Excerpted text:
It is our opinion that respondent was guilty of negligence. Pomprowitz v. State, 16 C.C.R. 230. In fact, respondent impliedly so concedes, since its sole defense asserted in its brief is that Mr. Rommel was guilty of contributory negligence. Such defense is, of course, not available against the claim of the two and one-half year old granddaughter, but as to her claim respondent maintains the $500.00 damages sought are excessive. No defense is asserted against Mrs. Rommel’s claim.
Respondent relies on the familiar rule that one cannot be heard to say that he did not see, when, if he had looked, he would have seen. Greenwald v. B. & O. R. R., 332 Ill. 627. The application of this rule cannot be made in this case, as is manifest from the foregoing statement of facts. The more recent pronouncements of the Courts in this State lead us to the conclusion that Rommel was not contributorily negligent as a matter of law or in fact. Rees v. Spillane, 341 Ill. App. 647; Williams v. Walsh, 341 Ill. App. 543, 95 N. E. 2d 743. Of course, even if Mr. Rommel had been guilty of contributory negligence, such negligence was not imputable to Mrs. Rommel. Monken v. B. & O. R. Co., 342 Ill. App. 1.
All claimants are, therefore, entitled to awards.
As to the damages, Section 8 C of the Court of Claims Act limits recovery to $2,500.00 for each claimant.
Carl P. Rommel is clearly entitled to $2,500.00 since his' car was damaged to the extent of $1,000.00, and he expended over $3,000.00 for hospital, doctor and nursing bills for Mrs. Rommel. He makes no claim for personal injuries.

Given information:
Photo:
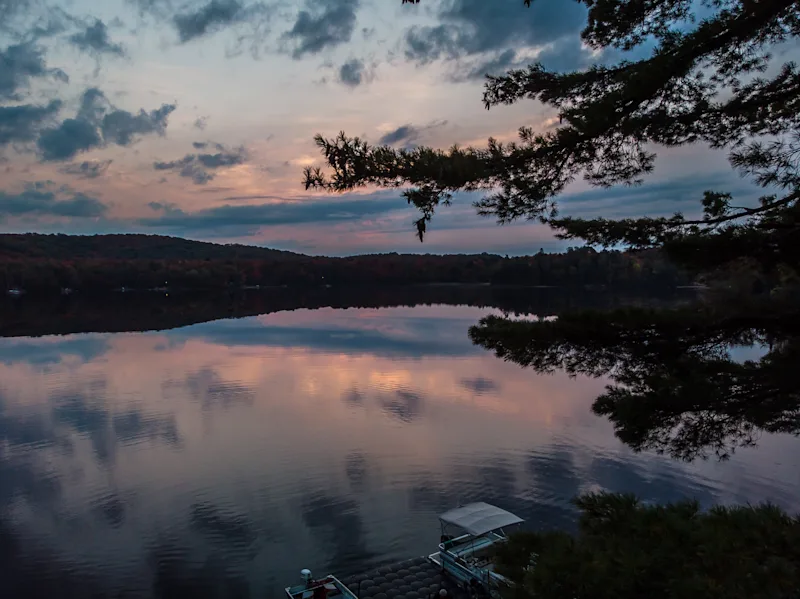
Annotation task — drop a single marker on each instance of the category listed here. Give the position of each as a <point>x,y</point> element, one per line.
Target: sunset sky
<point>195,118</point>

What you will do: Pick up the court opinion on the Rommel claims after its last sentence and continue it.

Final answer:
Ileene K. (Mrs.) Rommel is also entitled to $2,500.00. She sustained fractures of both legs and one hand, severe bruises about her head and mouth. She was hospitalized for two and one-half months, and was confined to her bed at home until March 26,1950. She used a walker for some time, and still walks with a cane, and is unable to perform her household duties. The flexion of her left knee is permanently impaired and X-Rays disclosed definite indications of traumatic arthritis in such knee. That Mrs. Rommel suffered great pain for some time is beyond question.
James J. Stout, the father of Janet Stout, testified at the hearing that he waived all claims that he might have to amounts expended for the treatment of his daughter’s injuries so that she could recover such in her name. This has been held to be permissible. McHugh v. Hirsch Clothing Co., 308 Ill. App. 272.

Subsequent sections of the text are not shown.